STATED EXERCISE ▸ Return the records unchanged, from the first line through the line that contains "M58 6L64 6L60", and stop after that line.

RECORDS FOR THE EXERCISE ▸

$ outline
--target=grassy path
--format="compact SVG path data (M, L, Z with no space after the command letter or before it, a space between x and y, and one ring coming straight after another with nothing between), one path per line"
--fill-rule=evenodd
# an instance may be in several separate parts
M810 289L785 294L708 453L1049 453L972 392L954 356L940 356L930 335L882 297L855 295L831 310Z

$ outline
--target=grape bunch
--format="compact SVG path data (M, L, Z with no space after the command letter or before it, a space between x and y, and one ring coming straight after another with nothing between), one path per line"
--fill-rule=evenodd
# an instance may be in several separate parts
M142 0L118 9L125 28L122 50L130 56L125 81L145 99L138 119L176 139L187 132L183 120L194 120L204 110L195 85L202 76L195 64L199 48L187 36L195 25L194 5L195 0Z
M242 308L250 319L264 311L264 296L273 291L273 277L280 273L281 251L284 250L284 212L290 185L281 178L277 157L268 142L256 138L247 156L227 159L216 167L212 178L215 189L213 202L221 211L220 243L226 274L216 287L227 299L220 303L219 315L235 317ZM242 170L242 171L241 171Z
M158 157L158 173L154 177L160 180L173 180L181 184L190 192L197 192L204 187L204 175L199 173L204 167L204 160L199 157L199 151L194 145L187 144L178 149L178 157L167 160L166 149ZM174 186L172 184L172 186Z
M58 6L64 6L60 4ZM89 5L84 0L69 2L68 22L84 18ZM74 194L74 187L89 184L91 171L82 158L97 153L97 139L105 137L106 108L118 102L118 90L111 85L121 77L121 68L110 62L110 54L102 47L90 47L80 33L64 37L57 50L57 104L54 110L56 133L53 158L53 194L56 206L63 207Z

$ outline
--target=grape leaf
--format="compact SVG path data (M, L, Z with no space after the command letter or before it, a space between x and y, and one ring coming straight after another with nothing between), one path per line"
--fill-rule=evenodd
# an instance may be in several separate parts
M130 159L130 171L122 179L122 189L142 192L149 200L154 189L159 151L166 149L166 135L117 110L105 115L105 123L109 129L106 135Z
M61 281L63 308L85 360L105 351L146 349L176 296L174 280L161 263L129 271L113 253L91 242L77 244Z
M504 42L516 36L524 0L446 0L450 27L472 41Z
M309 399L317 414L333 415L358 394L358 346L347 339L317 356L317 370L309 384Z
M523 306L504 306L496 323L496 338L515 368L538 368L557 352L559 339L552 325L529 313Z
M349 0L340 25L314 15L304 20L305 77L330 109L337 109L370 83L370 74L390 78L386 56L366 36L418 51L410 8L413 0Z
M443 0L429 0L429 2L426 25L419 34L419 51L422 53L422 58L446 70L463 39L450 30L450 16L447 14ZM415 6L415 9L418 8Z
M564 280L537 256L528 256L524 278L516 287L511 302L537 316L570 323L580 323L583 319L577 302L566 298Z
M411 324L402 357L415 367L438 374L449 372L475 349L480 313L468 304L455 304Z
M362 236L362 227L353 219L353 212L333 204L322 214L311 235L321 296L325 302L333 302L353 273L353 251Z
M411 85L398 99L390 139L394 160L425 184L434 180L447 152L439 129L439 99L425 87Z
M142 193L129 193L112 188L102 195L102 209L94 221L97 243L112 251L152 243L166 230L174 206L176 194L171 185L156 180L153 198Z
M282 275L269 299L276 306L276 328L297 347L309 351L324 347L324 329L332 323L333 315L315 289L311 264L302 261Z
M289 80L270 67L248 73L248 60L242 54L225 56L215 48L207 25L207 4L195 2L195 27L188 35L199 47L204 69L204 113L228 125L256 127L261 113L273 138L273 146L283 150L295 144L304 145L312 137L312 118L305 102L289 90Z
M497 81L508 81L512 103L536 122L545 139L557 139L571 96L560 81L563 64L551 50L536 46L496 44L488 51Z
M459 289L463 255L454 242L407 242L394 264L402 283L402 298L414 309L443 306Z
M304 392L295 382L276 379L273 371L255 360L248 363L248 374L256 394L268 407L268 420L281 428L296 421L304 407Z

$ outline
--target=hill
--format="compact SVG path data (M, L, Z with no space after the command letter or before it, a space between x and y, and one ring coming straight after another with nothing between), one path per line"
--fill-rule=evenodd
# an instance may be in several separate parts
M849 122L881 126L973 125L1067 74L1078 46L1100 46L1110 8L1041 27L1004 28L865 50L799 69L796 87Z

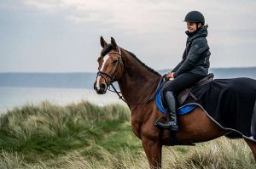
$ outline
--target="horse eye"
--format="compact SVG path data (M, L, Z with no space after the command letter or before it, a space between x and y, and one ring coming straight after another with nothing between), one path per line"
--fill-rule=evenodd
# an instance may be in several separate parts
M113 64L116 64L117 63L117 59L114 59L113 61Z

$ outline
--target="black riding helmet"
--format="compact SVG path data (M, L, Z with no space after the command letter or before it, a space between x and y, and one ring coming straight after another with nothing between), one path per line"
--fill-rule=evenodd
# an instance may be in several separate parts
M205 25L205 17L201 12L191 11L187 14L184 21L185 22L201 23L204 25Z

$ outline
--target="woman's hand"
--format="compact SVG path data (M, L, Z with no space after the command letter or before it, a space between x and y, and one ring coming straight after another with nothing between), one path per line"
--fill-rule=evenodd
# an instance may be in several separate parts
M174 73L173 72L169 72L169 73L167 73L166 74L166 77L167 78L173 78L174 79L174 75L173 75Z

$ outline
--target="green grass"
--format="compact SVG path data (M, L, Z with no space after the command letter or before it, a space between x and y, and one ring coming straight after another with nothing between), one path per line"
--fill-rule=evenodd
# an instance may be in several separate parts
M126 106L26 104L0 116L0 168L148 168ZM163 149L163 168L256 168L242 140Z

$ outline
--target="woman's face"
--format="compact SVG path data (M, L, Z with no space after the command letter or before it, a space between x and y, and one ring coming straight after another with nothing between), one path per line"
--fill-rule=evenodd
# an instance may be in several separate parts
M198 24L198 27L201 27L201 24ZM195 31L196 29L197 29L197 25L194 22L187 22L187 28L188 28L188 31L189 32L193 32Z

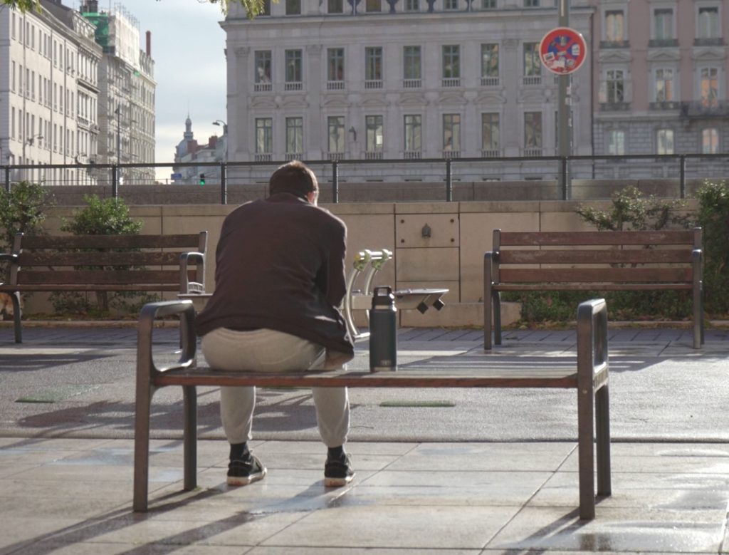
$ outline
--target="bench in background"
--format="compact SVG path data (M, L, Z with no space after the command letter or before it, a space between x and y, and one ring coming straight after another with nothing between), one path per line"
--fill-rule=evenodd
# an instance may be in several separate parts
M577 354L574 359L520 361L516 365L494 354L469 357L467 366L408 369L394 372L302 370L281 373L217 371L196 363L195 308L191 300L152 303L139 317L137 338L136 401L134 427L134 501L136 511L148 505L149 421L152 397L167 386L181 386L184 401L184 484L197 485L198 386L263 387L499 387L573 389L577 393L580 516L595 518L595 446L597 445L597 493L608 496L610 485L609 400L608 394L607 309L601 299L577 308ZM182 351L177 362L155 362L155 320L180 318ZM473 364L474 361L480 364ZM548 408L545 407L545 410Z
M500 345L502 291L690 291L693 348L703 343L701 228L502 232L483 260L483 346Z
M20 295L66 291L205 291L208 232L187 235L28 236L18 233L7 282L15 343L23 341Z

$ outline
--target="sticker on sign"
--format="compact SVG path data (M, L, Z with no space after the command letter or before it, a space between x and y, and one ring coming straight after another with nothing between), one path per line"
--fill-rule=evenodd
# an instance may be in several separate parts
M557 27L547 33L539 43L539 58L549 71L566 75L576 71L587 56L587 44L579 31Z

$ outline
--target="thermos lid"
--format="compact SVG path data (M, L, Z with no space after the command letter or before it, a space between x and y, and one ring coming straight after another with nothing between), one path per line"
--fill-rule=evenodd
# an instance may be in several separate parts
M395 303L395 295L392 293L392 287L383 285L375 287L373 293L372 306L392 306Z

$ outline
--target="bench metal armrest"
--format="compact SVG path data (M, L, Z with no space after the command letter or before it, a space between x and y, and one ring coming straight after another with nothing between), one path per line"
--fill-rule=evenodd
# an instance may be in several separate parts
M152 359L155 321L158 318L179 315L182 352L176 363L157 367ZM192 300L163 300L148 303L142 307L137 326L137 379L151 381L152 376L169 370L187 368L195 364L197 335L195 330L195 308ZM145 381L146 381L145 379Z
M190 282L187 267L191 262L197 262L197 275L199 282ZM180 293L205 292L205 255L202 252L182 252L180 254Z

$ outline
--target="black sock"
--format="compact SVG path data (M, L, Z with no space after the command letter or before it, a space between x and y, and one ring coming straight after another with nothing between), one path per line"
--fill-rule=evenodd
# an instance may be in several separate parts
M328 456L332 459L339 459L344 455L344 446L339 447L330 447L327 453Z
M230 460L242 460L247 459L251 451L248 450L248 443L230 443Z

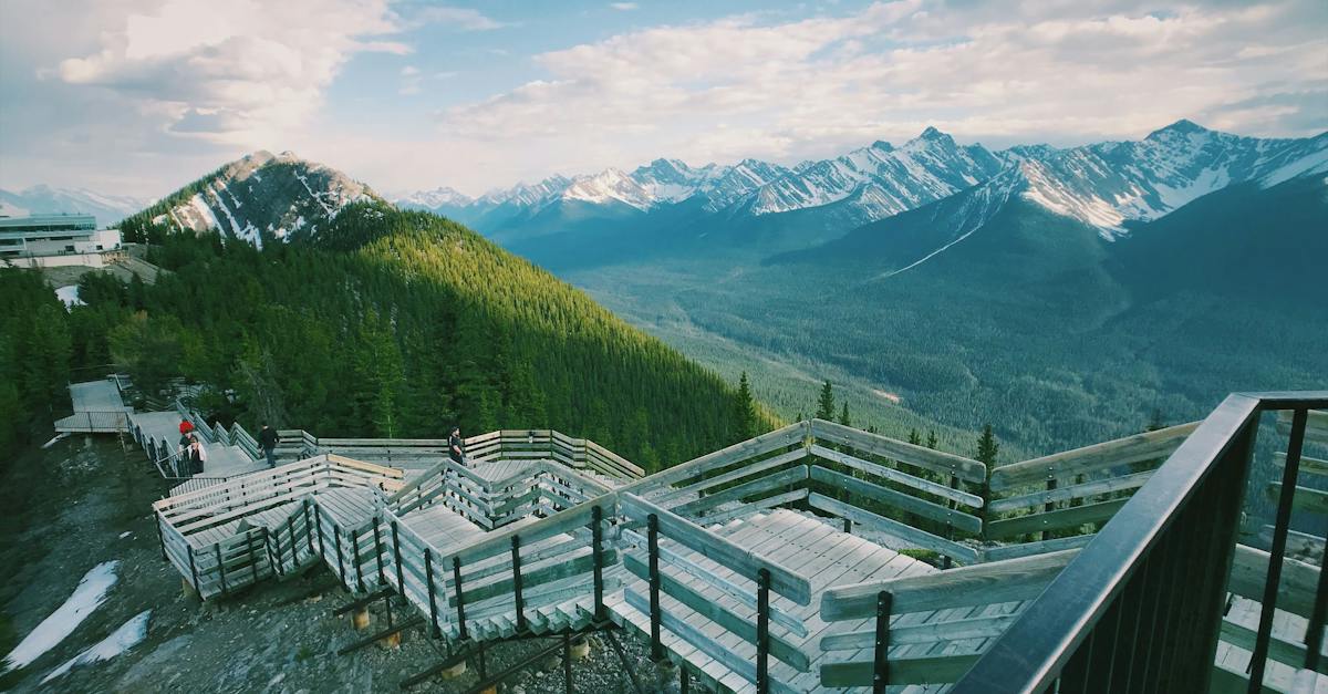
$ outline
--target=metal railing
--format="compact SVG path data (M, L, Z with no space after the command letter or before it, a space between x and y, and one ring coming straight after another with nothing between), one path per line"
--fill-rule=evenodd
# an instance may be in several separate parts
M1328 391L1230 395L951 691L1207 691L1259 416L1289 409L1248 683L1262 691L1305 421L1324 407ZM1323 576L1307 667L1323 633Z

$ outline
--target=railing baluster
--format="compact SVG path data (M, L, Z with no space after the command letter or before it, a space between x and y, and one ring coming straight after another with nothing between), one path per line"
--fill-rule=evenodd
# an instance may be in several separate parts
M452 588L457 592L457 637L465 641L469 638L466 630L466 601L461 593L461 558L452 557ZM483 677L483 666L481 666L479 677Z
M1282 562L1287 552L1287 530L1291 525L1291 504L1300 479L1300 448L1305 443L1305 420L1309 411L1296 408L1291 417L1291 443L1287 463L1282 471L1282 496L1278 499L1278 520L1272 530L1272 549L1268 552L1268 576L1263 584L1263 605L1259 609L1259 632L1250 657L1250 693L1263 689L1263 671L1268 661L1268 642L1272 638L1272 617L1278 605L1278 586L1282 582Z
M521 536L511 536L511 592L517 608L517 632L526 630L526 598L521 590Z
M894 594L888 590L876 593L876 638L871 657L871 693L886 694L890 686L890 610Z
M770 569L756 574L756 690L770 691Z
M651 659L660 662L664 659L664 645L660 642L660 519L651 513L645 519L647 548L649 550L649 584L651 584Z
M401 574L401 541L397 536L397 521L392 521L392 558L397 562L397 592L401 593L401 597L405 597L406 581Z
M602 526L604 512L596 505L590 509L591 554L595 561L595 621L604 620L604 549Z
M429 592L429 636L438 638L438 602L433 594L433 550L425 548L424 550L424 584L425 590Z

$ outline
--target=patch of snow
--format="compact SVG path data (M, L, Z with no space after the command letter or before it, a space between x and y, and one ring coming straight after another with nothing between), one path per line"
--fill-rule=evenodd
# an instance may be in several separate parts
M69 285L56 290L56 296L65 302L65 308L73 308L74 306L88 306L82 299L78 298L78 285Z
M89 614L106 602L106 592L118 580L116 576L118 566L118 561L104 561L85 573L69 600L5 655L4 669L0 673L27 667L72 634Z
M153 610L143 610L134 616L134 618L122 624L120 629L116 629L106 638L97 642L97 645L84 650L78 655L69 658L64 665L56 667L46 677L41 679L45 685L52 679L64 675L69 670L78 665L90 665L100 661L109 661L121 653L137 646L145 638L147 638L147 618L151 617Z

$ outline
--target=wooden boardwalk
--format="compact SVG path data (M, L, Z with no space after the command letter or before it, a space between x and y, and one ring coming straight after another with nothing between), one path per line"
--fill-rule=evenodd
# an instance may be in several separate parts
M606 471L627 463L584 443L599 468L574 468L564 452L548 457L562 435L483 435L490 443L469 467L434 441L312 440L434 464L405 471L321 453L162 500L157 512L163 549L205 597L323 562L355 592L400 593L449 639L586 629L596 597L599 617L648 639L655 592L667 657L721 691L757 691L762 581L770 691L862 691L875 596L886 590L895 596L888 691L922 694L961 677L1093 537L1042 541L1038 530L1110 519L1113 495L1143 484L1138 463L1165 456L1190 429L1003 468L989 503L1020 513L991 524L972 511L988 500L965 487L987 477L980 463L819 420L635 481L614 479ZM1044 488L1033 471L1078 481ZM950 487L934 481L942 473ZM1009 540L987 540L984 525ZM940 570L886 545L959 566ZM1266 554L1238 548L1216 690L1243 682L1259 609L1250 597L1262 589L1251 577L1266 565ZM1317 569L1299 562L1284 576L1291 612L1275 621L1271 691L1291 690L1304 592L1316 582Z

RESPONSE TO THIS TASK ▸
$ outline
--target=grassy path
--format="compact SVG path data (M, L, Z with no space after the command letter or before it, a space between x and y, and one ring coming straight after another with nothing between), one path per line"
--fill-rule=evenodd
# an instance may be in several separate parts
M810 289L785 294L708 453L1049 453L972 392L954 356L940 356L930 335L882 297L855 295L831 310Z

$ outline
--target=grape bunch
--format="compact SVG path data (M, L, Z with no space after the command letter or before it, a space between x and y, and one ring coming straight after another with nothing between), one path per line"
--fill-rule=evenodd
# an instance may be in several separate parts
M142 0L118 9L125 28L122 50L130 56L125 81L145 99L138 119L176 139L187 132L183 120L194 120L204 110L195 85L202 76L195 64L199 48L187 36L195 25L194 5L195 0Z
M242 308L250 319L264 311L264 296L273 291L273 277L280 273L281 251L284 250L284 212L290 185L281 178L277 157L268 142L256 138L247 156L227 159L216 167L212 178L215 189L213 202L221 211L220 243L226 274L216 287L227 299L220 303L219 315L235 317ZM242 170L242 171L241 171Z
M158 157L158 173L154 177L160 180L173 180L181 184L190 192L197 192L204 187L204 175L199 173L204 167L204 160L199 157L199 151L194 145L187 144L178 149L178 157L167 160L166 149ZM174 186L172 184L172 186Z
M58 6L64 6L60 4ZM89 5L84 0L69 2L68 22L84 18ZM74 194L74 187L89 184L91 171L82 158L97 153L97 139L105 137L106 108L118 102L118 90L111 85L121 77L121 68L110 62L110 54L102 47L90 47L80 33L64 37L57 50L57 104L54 110L56 133L53 158L53 194L56 206L63 207Z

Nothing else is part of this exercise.